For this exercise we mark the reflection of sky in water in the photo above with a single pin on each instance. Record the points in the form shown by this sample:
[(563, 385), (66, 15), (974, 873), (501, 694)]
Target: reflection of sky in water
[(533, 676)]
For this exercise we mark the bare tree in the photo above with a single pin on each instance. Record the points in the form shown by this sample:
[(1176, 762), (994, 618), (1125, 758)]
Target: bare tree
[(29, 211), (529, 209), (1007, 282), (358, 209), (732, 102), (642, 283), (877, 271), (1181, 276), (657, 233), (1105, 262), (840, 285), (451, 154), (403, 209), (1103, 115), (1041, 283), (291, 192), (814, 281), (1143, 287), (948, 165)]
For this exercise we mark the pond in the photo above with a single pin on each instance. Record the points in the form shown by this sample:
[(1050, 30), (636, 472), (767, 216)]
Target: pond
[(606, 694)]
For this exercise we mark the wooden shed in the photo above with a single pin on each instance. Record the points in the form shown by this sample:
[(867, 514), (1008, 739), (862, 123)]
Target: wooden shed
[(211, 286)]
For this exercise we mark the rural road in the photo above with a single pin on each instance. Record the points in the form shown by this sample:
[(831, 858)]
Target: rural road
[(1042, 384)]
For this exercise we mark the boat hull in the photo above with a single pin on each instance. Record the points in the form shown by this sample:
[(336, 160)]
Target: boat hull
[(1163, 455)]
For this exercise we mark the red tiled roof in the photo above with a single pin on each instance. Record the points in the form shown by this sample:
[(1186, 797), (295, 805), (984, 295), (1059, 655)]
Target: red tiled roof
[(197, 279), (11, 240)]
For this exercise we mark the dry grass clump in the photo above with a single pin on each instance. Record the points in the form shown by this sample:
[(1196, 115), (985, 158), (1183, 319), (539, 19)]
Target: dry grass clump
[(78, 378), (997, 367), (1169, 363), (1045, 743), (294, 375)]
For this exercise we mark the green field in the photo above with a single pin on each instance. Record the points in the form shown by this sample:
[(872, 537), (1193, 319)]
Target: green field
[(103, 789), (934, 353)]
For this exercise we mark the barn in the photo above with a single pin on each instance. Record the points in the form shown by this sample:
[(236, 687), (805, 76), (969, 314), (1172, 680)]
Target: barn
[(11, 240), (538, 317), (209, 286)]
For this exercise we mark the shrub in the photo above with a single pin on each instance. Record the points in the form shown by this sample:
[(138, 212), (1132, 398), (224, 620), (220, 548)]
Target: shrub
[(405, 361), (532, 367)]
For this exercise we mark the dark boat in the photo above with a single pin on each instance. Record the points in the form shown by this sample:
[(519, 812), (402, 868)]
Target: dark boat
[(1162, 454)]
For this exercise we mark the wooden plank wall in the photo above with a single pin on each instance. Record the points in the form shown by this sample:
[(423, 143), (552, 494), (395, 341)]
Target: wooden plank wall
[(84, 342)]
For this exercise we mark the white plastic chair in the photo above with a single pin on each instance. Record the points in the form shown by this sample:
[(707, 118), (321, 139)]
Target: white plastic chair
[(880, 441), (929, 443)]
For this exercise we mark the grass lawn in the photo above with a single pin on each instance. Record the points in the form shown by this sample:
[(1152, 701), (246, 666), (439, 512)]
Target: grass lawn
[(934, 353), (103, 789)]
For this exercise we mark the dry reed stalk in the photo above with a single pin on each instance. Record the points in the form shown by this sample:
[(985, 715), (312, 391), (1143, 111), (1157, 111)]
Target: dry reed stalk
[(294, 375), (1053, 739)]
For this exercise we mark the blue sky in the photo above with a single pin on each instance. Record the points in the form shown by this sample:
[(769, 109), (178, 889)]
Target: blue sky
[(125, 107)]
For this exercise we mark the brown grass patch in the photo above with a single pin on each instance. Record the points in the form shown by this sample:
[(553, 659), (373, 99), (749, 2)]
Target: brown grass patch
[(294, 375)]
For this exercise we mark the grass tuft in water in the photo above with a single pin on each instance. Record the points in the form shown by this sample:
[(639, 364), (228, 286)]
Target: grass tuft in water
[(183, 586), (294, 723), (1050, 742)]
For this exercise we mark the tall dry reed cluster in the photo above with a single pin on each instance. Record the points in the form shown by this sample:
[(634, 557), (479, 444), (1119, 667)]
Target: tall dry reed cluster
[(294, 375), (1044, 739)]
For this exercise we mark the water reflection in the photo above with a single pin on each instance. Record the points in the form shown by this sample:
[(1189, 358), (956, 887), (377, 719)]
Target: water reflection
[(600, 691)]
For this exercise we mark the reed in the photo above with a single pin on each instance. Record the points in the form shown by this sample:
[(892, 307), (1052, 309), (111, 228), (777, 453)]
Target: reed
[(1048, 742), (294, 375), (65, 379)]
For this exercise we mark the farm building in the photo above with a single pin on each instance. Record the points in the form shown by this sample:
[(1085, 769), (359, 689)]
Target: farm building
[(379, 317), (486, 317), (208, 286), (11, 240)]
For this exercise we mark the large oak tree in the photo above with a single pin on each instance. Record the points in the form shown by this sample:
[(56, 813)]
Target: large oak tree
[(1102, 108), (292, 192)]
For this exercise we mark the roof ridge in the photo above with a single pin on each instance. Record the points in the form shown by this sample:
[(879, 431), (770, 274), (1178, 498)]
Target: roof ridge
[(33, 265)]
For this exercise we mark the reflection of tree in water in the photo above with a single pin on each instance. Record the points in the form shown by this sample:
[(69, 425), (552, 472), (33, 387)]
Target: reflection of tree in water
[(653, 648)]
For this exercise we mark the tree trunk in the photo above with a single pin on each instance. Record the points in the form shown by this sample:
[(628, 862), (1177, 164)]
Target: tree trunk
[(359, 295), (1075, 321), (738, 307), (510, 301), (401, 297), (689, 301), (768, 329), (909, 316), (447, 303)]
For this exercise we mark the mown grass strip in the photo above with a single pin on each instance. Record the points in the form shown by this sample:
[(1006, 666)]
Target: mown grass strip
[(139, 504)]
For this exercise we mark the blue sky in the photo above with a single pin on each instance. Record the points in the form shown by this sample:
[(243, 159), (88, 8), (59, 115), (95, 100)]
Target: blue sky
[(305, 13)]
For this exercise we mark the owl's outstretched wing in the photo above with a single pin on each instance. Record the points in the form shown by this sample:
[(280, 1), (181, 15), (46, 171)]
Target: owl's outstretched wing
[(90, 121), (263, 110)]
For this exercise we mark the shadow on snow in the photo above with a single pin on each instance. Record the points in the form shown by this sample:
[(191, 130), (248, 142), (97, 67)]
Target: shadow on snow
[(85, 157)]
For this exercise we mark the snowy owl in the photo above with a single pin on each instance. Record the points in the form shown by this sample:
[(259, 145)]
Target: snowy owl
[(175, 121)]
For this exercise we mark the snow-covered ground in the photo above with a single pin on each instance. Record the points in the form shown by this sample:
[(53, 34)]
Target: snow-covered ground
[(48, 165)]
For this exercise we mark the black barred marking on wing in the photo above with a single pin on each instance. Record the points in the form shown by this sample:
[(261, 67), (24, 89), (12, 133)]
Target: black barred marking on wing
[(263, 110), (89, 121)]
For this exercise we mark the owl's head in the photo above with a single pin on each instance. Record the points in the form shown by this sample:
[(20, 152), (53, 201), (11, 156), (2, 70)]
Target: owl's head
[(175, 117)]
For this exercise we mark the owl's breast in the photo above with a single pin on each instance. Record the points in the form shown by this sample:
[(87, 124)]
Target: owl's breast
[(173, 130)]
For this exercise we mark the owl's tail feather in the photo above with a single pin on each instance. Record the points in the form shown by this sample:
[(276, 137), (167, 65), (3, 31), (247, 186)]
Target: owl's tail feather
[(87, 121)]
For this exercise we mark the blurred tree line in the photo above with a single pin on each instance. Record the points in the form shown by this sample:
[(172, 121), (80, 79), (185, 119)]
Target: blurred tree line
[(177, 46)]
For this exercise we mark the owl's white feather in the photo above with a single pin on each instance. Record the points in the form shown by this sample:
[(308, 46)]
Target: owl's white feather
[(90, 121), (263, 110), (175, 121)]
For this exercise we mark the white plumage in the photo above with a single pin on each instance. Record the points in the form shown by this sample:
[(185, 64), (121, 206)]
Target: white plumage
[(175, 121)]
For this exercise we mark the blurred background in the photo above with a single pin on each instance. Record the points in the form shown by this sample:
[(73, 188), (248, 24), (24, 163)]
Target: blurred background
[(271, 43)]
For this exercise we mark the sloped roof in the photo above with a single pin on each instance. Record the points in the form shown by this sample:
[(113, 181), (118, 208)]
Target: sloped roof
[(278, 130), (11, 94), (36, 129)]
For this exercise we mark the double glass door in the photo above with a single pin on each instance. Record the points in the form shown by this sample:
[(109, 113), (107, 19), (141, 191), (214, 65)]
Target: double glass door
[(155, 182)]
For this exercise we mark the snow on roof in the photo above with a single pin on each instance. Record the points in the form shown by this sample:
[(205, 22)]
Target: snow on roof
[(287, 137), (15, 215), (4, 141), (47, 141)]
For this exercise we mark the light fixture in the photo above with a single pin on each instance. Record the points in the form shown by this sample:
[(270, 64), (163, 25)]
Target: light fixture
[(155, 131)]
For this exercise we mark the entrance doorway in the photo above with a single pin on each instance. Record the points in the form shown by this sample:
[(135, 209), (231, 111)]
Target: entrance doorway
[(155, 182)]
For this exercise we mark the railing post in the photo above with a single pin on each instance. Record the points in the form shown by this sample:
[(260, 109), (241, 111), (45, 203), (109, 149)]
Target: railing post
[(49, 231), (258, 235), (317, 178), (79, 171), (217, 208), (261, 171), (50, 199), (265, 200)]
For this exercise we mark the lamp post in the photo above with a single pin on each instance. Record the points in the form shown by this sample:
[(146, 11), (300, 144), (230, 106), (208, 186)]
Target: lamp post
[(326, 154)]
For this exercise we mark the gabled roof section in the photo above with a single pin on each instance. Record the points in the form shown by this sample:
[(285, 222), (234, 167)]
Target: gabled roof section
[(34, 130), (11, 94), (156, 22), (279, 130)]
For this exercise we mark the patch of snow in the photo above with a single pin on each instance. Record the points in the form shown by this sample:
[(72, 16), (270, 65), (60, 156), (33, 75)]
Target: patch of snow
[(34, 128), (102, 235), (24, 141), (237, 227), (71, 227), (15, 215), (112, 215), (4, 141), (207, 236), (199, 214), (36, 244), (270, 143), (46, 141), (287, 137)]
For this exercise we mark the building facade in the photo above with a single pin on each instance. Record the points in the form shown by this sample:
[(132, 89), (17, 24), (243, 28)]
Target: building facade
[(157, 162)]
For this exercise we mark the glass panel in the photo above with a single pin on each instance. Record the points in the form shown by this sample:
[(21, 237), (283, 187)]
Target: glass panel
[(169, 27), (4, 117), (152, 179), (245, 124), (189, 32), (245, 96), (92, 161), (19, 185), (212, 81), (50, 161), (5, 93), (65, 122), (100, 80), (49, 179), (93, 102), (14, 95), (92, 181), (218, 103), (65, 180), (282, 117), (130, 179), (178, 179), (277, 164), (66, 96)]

☆ ☆ ☆ ☆

In the entries above, the lines from the one bearing "For this exercise we mark the snow-covered" up to and including the one bearing "[(261, 67), (24, 89), (12, 133)]" should be transcribed exactly; no other line is wanted.

● **Finished exercise**:
For this exercise we mark the snow-covered ground in the photo above with a single pin on each instance. Record the points in the form shown by this sample:
[(53, 34)]
Target: snow-covered ground
[(48, 165)]
For this exercise we mark the black barred marking on wing in the photo above with a single pin on each instance. Record the points in the form shown by this sample:
[(261, 67), (24, 89), (12, 133)]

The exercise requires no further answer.